Data to examine >>
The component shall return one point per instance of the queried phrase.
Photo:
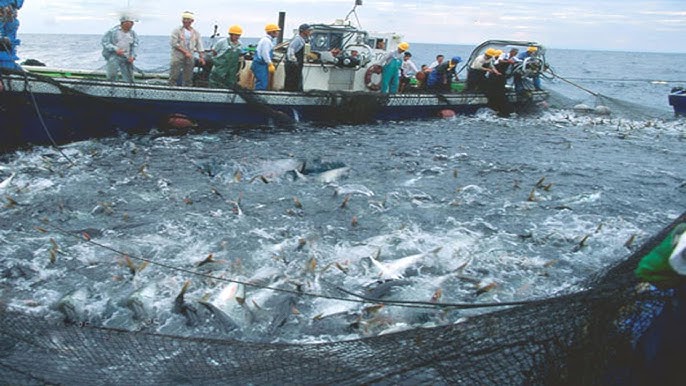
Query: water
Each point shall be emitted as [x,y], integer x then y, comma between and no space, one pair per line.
[482,209]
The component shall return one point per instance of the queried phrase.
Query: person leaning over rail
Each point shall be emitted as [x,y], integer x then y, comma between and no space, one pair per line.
[262,64]
[119,46]
[440,79]
[407,70]
[661,345]
[185,42]
[228,55]
[480,66]
[391,63]
[518,79]
[295,59]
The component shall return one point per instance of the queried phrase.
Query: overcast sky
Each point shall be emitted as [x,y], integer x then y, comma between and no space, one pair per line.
[625,25]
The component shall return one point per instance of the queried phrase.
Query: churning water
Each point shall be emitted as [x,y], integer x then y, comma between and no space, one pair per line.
[470,210]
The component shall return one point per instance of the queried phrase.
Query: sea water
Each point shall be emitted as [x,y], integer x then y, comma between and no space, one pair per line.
[476,209]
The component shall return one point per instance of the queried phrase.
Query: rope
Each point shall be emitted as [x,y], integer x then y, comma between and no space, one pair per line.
[34,102]
[572,83]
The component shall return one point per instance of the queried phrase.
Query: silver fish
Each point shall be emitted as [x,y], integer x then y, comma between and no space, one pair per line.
[72,305]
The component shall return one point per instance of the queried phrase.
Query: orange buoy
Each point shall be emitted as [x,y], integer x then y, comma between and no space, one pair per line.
[179,121]
[446,113]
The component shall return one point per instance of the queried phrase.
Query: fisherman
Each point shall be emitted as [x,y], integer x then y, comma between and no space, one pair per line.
[437,62]
[407,70]
[8,33]
[661,345]
[295,57]
[482,65]
[530,52]
[185,42]
[441,77]
[391,63]
[262,64]
[494,87]
[119,46]
[227,54]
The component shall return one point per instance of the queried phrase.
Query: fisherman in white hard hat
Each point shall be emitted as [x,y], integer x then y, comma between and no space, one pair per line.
[295,59]
[119,46]
[185,44]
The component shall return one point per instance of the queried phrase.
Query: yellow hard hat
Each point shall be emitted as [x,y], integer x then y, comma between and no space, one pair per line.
[271,27]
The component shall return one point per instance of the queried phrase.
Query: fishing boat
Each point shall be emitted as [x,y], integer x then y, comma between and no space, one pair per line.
[677,99]
[43,105]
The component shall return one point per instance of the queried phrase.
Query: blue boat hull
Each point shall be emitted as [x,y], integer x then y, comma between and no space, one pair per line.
[677,99]
[42,110]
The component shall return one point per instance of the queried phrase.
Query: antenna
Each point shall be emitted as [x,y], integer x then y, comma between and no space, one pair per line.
[352,11]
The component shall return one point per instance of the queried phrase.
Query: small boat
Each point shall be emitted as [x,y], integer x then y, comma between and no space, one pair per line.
[43,105]
[677,99]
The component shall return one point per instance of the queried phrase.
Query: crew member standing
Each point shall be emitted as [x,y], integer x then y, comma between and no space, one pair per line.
[185,42]
[119,50]
[391,63]
[227,53]
[295,56]
[262,64]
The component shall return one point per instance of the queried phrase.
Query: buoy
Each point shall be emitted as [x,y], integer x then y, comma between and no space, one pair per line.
[582,108]
[446,113]
[179,121]
[602,110]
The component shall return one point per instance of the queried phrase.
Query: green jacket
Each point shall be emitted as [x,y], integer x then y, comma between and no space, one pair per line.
[655,268]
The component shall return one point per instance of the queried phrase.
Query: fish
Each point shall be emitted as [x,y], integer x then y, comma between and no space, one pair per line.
[72,305]
[7,181]
[539,184]
[188,310]
[333,174]
[139,300]
[221,319]
[282,311]
[395,269]
[297,202]
[581,244]
[384,288]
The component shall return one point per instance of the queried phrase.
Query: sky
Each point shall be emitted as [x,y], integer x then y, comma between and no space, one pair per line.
[621,25]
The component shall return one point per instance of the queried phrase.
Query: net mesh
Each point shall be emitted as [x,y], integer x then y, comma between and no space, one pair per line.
[582,338]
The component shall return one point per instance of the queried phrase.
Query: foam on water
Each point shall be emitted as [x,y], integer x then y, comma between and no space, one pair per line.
[463,194]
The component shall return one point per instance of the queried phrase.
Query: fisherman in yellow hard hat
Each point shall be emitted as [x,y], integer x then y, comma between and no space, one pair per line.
[227,54]
[530,52]
[262,64]
[185,43]
[391,63]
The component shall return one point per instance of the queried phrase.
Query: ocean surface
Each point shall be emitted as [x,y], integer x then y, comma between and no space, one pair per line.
[476,209]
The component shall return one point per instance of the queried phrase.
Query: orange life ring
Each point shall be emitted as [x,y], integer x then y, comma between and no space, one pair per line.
[374,69]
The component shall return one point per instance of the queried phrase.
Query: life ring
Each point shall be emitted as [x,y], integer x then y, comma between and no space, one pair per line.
[369,82]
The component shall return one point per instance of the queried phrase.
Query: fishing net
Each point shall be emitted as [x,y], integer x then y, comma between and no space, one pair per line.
[587,337]
[597,103]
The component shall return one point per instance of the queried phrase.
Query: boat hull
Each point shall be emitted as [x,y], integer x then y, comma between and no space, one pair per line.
[677,99]
[43,110]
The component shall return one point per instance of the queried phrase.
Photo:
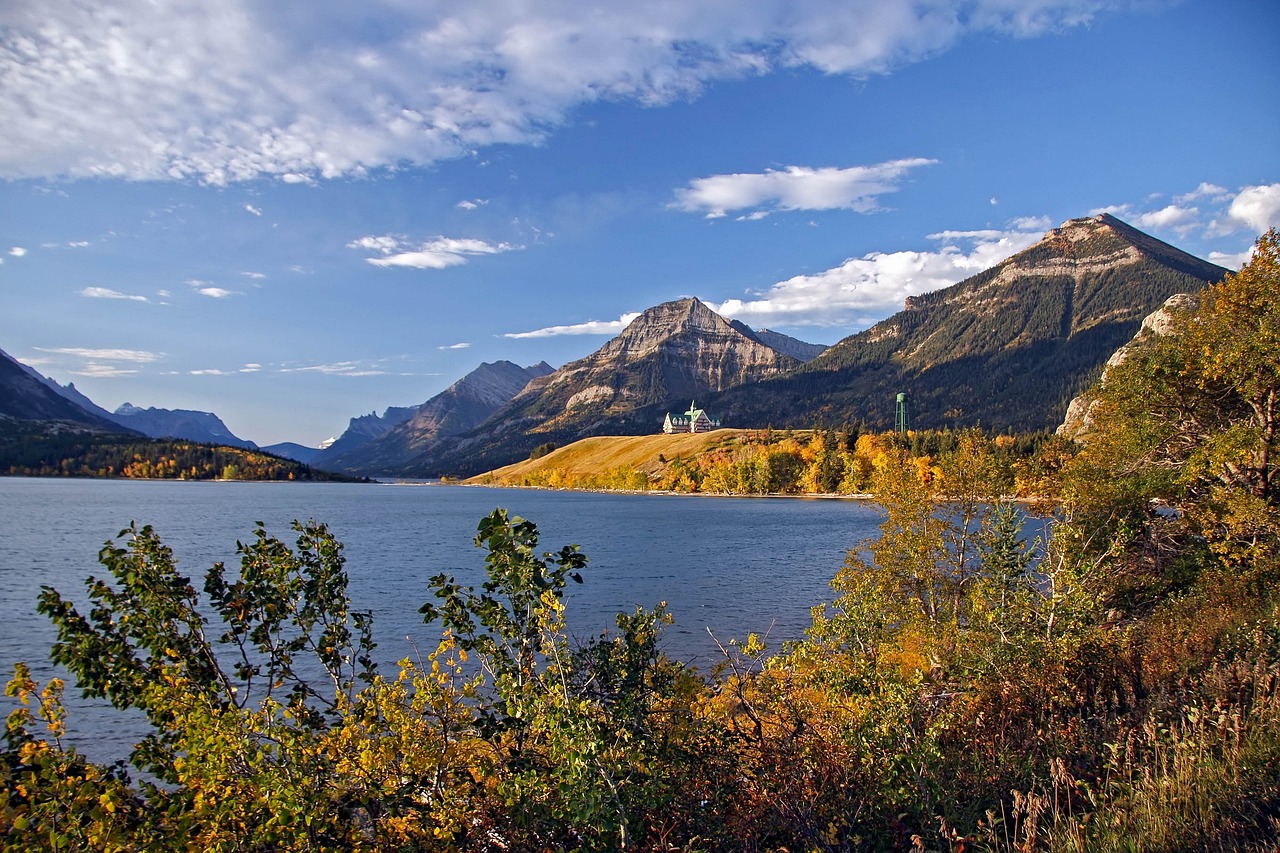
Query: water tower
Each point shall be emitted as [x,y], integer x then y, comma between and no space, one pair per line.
[903,418]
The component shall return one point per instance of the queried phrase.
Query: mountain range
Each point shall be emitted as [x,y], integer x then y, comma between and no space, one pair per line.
[1006,349]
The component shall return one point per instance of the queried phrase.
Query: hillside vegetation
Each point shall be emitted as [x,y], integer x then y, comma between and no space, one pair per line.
[764,461]
[1112,684]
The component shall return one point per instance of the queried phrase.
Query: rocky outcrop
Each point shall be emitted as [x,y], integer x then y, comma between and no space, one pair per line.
[191,425]
[1078,422]
[457,409]
[672,351]
[27,395]
[671,354]
[1006,349]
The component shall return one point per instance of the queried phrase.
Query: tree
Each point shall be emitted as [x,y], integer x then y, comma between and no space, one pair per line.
[1193,416]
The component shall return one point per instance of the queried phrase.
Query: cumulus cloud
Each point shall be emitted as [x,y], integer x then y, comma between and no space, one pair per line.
[1258,208]
[592,327]
[1210,209]
[108,293]
[865,288]
[796,188]
[106,355]
[338,369]
[238,90]
[1173,218]
[1206,190]
[439,252]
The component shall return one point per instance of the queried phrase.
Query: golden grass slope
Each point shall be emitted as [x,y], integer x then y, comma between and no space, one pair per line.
[602,454]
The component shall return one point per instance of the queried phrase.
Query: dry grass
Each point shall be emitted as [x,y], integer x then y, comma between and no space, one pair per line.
[590,456]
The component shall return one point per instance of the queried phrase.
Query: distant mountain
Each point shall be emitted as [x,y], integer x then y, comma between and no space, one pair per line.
[295,451]
[361,430]
[179,423]
[670,355]
[1078,423]
[26,395]
[460,407]
[786,345]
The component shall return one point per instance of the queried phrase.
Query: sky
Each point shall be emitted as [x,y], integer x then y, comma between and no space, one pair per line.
[296,213]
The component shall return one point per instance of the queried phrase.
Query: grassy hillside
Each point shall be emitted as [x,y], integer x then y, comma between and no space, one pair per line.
[602,454]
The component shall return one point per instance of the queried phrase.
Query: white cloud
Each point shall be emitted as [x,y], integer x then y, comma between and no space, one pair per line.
[103,370]
[1258,208]
[593,327]
[106,293]
[236,90]
[796,188]
[1232,260]
[106,355]
[439,252]
[878,283]
[1211,209]
[1173,217]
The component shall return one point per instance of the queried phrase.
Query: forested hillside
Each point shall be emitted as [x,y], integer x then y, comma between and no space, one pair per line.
[35,448]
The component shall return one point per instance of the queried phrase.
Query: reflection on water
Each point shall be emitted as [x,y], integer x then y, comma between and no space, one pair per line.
[731,565]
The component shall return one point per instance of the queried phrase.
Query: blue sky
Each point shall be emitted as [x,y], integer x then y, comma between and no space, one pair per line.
[295,213]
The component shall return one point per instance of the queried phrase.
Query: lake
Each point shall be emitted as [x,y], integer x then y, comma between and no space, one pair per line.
[731,565]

Exercise objective >> What count of lines in the listing contain the word "mountain"? Reply with the number only.

Solution below >> 2